» Work required
Reproduce the rows below exactly, starting at the line that contains "[trace] wooden stool leg -> outlines" and continuing through the line that contains "M256 0L58 0L54 5L54 11L131 42L256 10Z", with both of those lines included.

....................

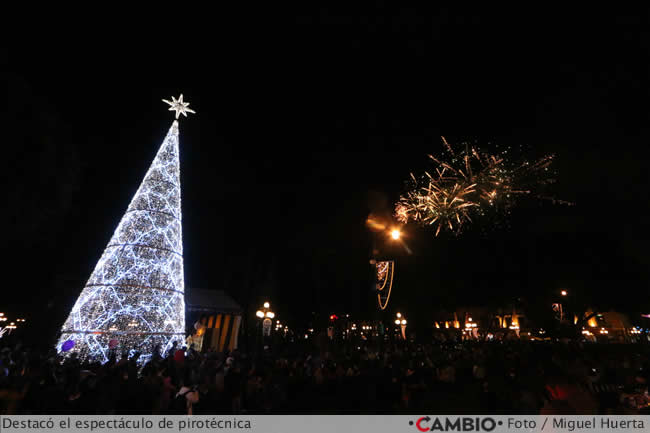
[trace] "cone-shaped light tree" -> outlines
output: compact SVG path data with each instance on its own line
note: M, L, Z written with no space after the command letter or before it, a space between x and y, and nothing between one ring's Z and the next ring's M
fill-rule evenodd
M173 98L172 98L173 99ZM183 95L165 101L193 112ZM139 351L144 362L185 338L178 120L61 330L57 350L106 362L109 350ZM119 354L118 354L119 356Z

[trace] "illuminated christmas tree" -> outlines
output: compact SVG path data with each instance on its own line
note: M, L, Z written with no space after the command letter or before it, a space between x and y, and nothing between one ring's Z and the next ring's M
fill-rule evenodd
M183 95L170 110L187 116ZM178 120L61 330L57 350L106 362L109 350L165 353L185 339Z

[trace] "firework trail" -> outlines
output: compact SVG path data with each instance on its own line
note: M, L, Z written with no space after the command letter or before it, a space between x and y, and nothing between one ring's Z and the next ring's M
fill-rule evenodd
M454 151L444 137L442 141L446 158L429 155L434 170L419 177L411 173L409 189L395 205L400 222L432 225L436 236L441 230L459 234L472 217L508 213L521 195L571 204L534 192L554 182L549 171L554 155L514 162L508 157L509 149L492 154L465 144L464 149Z

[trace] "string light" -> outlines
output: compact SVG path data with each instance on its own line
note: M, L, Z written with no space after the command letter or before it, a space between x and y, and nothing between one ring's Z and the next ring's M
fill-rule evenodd
M182 98L174 102L186 104ZM66 355L77 353L82 360L106 362L109 341L117 339L122 347L140 351L144 363L156 346L164 353L174 340L184 340L184 291L178 122L174 121L65 321L57 349L73 340L74 347Z

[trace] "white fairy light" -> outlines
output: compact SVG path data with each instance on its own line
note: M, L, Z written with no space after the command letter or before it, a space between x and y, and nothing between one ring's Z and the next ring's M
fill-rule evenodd
M171 107L169 107L168 111L175 111L176 112L176 119L178 119L178 116L180 114L182 114L185 117L187 117L187 113L196 114L196 111L187 108L190 105L190 103L189 102L183 102L183 94L182 93L181 93L181 96L178 97L178 100L176 100L176 98L174 98L172 96L171 102L166 100L166 99L163 99L163 102L166 103L166 104L171 105Z
M182 95L174 103L186 107ZM65 354L106 362L115 339L140 351L140 362L146 362L156 346L165 353L173 341L184 340L184 291L175 120L65 321L57 350L73 340Z

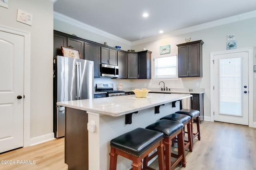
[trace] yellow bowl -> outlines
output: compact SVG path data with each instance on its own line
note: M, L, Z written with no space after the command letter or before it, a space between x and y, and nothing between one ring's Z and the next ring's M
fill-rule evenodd
M136 98L146 98L147 97L147 95L148 92L150 92L151 90L132 90L135 94L135 97Z

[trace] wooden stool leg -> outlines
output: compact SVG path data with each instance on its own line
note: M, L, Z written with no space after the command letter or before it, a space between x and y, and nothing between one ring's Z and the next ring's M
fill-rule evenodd
M191 118L190 119L190 121L191 122L191 136L192 137L192 145L194 146L194 133L193 132L193 123L194 122L194 120L193 120L193 119Z
M189 149L190 152L192 152L193 150L193 138L192 137L192 133L191 132L191 121L189 120L188 123L187 124L187 129L188 130L188 142L190 143Z
M110 170L116 170L116 162L117 161L117 154L115 153L115 149L110 147L110 152L109 153L110 156Z
M160 142L160 146L157 148L157 152L158 155L158 166L159 170L164 170L164 143L163 141ZM144 166L143 166L144 168Z
M197 138L199 141L201 140L201 136L200 135L200 116L198 114L198 116L196 117L196 124L197 126L197 131L198 133L198 135L197 136Z
M181 160L181 163L182 166L184 167L186 167L186 158L185 157L185 149L184 148L184 131L182 129L182 132L178 135L178 155L180 156L182 154L182 158Z
M132 170L141 170L141 166L142 165L141 159L141 158L138 157L133 160L132 164Z
M172 166L171 162L171 152L172 152L172 140L169 137L164 137L164 155L165 155L165 169L170 170Z
M147 155L146 157L143 159L143 169L146 169L148 166L148 155Z

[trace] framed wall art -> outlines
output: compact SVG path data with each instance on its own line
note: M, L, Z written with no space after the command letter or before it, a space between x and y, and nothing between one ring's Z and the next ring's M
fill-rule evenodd
M8 8L8 0L0 0L0 6Z
M81 59L81 53L79 50L68 47L61 46L63 56Z
M30 25L32 25L32 14L18 9L17 13L17 21L26 23Z
M170 45L160 46L160 54L167 54L170 53Z

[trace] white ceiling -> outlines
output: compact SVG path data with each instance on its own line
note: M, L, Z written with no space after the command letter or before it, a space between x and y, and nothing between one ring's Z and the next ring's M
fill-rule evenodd
M256 0L58 0L54 5L54 11L131 42L256 10Z

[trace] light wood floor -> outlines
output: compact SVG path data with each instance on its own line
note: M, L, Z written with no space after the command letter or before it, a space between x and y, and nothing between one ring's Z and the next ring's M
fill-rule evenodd
M186 167L178 166L176 170L256 170L256 128L206 121L200 125L201 140L195 139L193 152L186 152ZM0 164L0 170L68 168L63 138L4 153L1 160L30 160L32 163L34 160L36 164ZM157 161L153 164L154 167Z

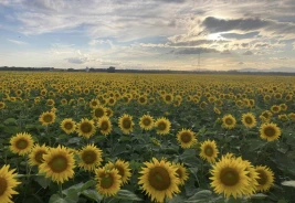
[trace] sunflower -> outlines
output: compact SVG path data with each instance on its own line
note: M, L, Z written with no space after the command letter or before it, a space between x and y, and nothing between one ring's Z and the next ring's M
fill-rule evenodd
M99 105L99 100L97 100L97 99L92 99L89 101L89 107L91 108L96 108L96 107L98 107L98 105Z
M0 169L0 202L13 203L10 199L12 194L18 194L13 188L18 186L20 182L15 180L15 169L9 171L10 165L2 165Z
M107 136L112 131L112 122L107 116L103 116L98 119L98 128L104 136Z
M267 141L274 141L281 136L281 129L273 122L263 124L260 127L260 137Z
M235 118L232 115L225 115L222 118L222 127L225 129L233 129L235 127Z
M61 124L61 128L65 133L72 133L76 129L76 122L72 118L65 118Z
M117 169L98 168L95 170L95 180L96 190L102 195L114 196L120 189L122 180Z
M223 193L226 199L231 195L236 199L236 195L249 194L250 178L245 168L245 164L234 158L222 157L210 171L212 174L210 184L214 188L214 192Z
M158 135L167 135L170 131L171 122L167 118L158 118L155 122Z
M131 177L129 162L118 159L115 163L108 162L105 165L106 169L117 169L120 175L122 185L126 184Z
M103 151L94 145L87 145L78 152L81 159L78 167L85 171L94 171L96 167L99 167Z
M63 183L74 177L74 156L63 146L51 148L48 154L43 154L44 162L39 165L39 171L45 173L45 178Z
M255 116L252 113L243 114L242 122L246 128L253 128L254 126L256 126Z
M274 173L267 167L259 165L255 168L255 171L259 173L259 185L256 186L257 192L266 192L272 186L274 182Z
M104 106L97 106L92 111L93 118L101 118L103 116L106 116L106 108Z
M218 157L218 148L215 141L206 140L201 143L200 157L210 163L214 163Z
M86 139L89 139L95 132L95 126L93 120L88 120L87 118L82 118L81 121L77 124L76 129L78 136L83 136Z
M149 115L144 115L140 119L139 119L139 126L141 129L145 130L150 130L154 127L154 118Z
M3 109L3 108L6 108L6 103L0 101L0 110Z
M134 127L133 117L124 114L122 117L119 117L118 125L123 133L130 133Z
M151 201L164 202L165 197L172 199L175 193L179 193L180 184L177 168L169 161L161 159L158 161L152 158L150 162L144 162L146 165L139 172L138 184L150 196Z
M19 156L25 156L31 151L33 143L34 141L30 133L20 132L10 138L10 150Z
M48 126L50 124L53 124L55 121L55 114L52 111L45 111L39 117L39 121L42 124L42 126Z
M197 142L196 133L189 129L183 128L177 133L177 140L183 149L190 148Z
M179 185L185 185L185 182L189 178L189 173L187 169L183 167L183 163L172 163L172 165L177 168L176 173L179 179Z
M31 153L29 154L29 163L30 165L40 165L41 163L43 163L43 154L48 154L49 153L49 148L43 145L43 146L39 146L35 145L31 151Z

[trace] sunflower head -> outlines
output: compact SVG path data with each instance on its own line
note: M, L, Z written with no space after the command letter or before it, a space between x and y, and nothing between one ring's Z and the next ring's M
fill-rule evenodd
M76 129L76 122L72 118L65 118L61 122L61 128L65 133L72 133Z
M167 135L170 131L171 122L167 118L158 118L155 122L158 135Z
M124 133L130 133L134 127L133 117L124 114L122 117L119 117L118 125Z
M80 162L78 167L86 171L94 171L96 167L99 167L103 158L103 151L94 145L87 145L78 152Z
M43 160L39 165L39 171L45 173L45 178L63 183L74 177L75 160L67 148L63 146L50 148L49 153L43 154Z
M0 169L0 202L12 203L12 194L18 194L13 189L20 184L15 179L15 169L9 170L10 165L2 165Z
M150 130L154 127L154 118L149 115L144 115L140 119L139 119L139 126L141 129L145 130Z
M189 129L181 129L177 133L177 140L181 148L191 148L197 142L196 133Z
M39 121L43 125L43 126L48 126L50 124L53 124L55 121L55 114L52 111L45 111L43 113L40 117L39 117Z
M265 122L260 127L260 137L267 141L274 141L281 136L281 129L273 122Z
M17 133L10 138L10 150L19 156L25 156L32 150L33 143L34 141L30 133Z
M201 152L200 157L204 160L207 160L210 163L214 163L215 159L218 158L218 148L215 141L207 140L201 143Z
M152 158L150 162L144 162L146 165L139 172L138 184L150 196L151 201L164 202L165 197L172 199L172 195L179 193L180 184L177 168L171 165L165 159L158 161Z

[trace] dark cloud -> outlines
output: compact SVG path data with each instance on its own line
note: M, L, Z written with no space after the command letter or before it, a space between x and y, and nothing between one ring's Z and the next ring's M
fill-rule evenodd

....................

» Expected answer
[trace] wooden stool leg -> outlines
output: compact SVG path data with each instance on its own line
note: M, L, Z written with no space after the command letter or before it, a space between x and y, and nothing between one ring's Z and the next ring's M
fill-rule evenodd
M191 118L190 119L190 121L191 122L191 136L192 137L192 145L194 146L194 133L193 132L193 123L194 122L194 120L193 120L193 119Z
M189 149L190 152L192 152L193 150L193 138L192 137L192 133L191 132L191 121L189 120L188 123L187 124L187 129L188 130L188 142L190 143Z
M110 170L116 170L116 162L117 161L117 154L115 153L115 149L110 147L110 152L109 153L110 156Z
M160 142L160 146L157 148L157 152L158 155L158 166L159 170L164 170L164 143L163 141ZM144 166L143 166L144 168Z
M197 138L199 141L201 140L201 136L200 135L200 116L198 114L198 116L196 117L196 124L197 126L197 131L198 133L198 135L197 136Z
M181 160L181 163L182 166L184 167L186 167L186 158L185 157L185 149L184 148L184 131L182 129L182 132L178 135L178 155L180 156L182 154L182 158Z
M132 170L141 170L141 166L142 165L141 159L141 158L138 157L133 160L132 164Z
M172 166L171 162L171 152L172 152L172 140L169 137L164 137L164 155L165 155L165 169L170 170Z
M147 155L146 157L143 159L143 169L146 169L148 166L148 155Z

[trace] framed wall art -> outlines
output: compact SVG path data with each instance on its own line
note: M, L, Z written with no space after the command letter or before it, a space between x and y, and nothing between one ring's Z and the next ring's M
fill-rule evenodd
M8 8L8 0L0 0L0 6Z
M81 59L81 53L79 50L68 47L61 46L63 56Z
M30 25L32 25L32 14L18 9L17 13L17 21L26 23Z
M170 45L160 46L160 54L167 54L170 53Z

[trace] white ceiling -> outlines
output: compact SVG path data with each instance on its own line
note: M, L, Z written with no space after the command letter or before it, a space between x and y, and nothing between one ring's Z and the next ring's M
fill-rule evenodd
M256 0L58 0L54 5L54 11L131 42L256 10Z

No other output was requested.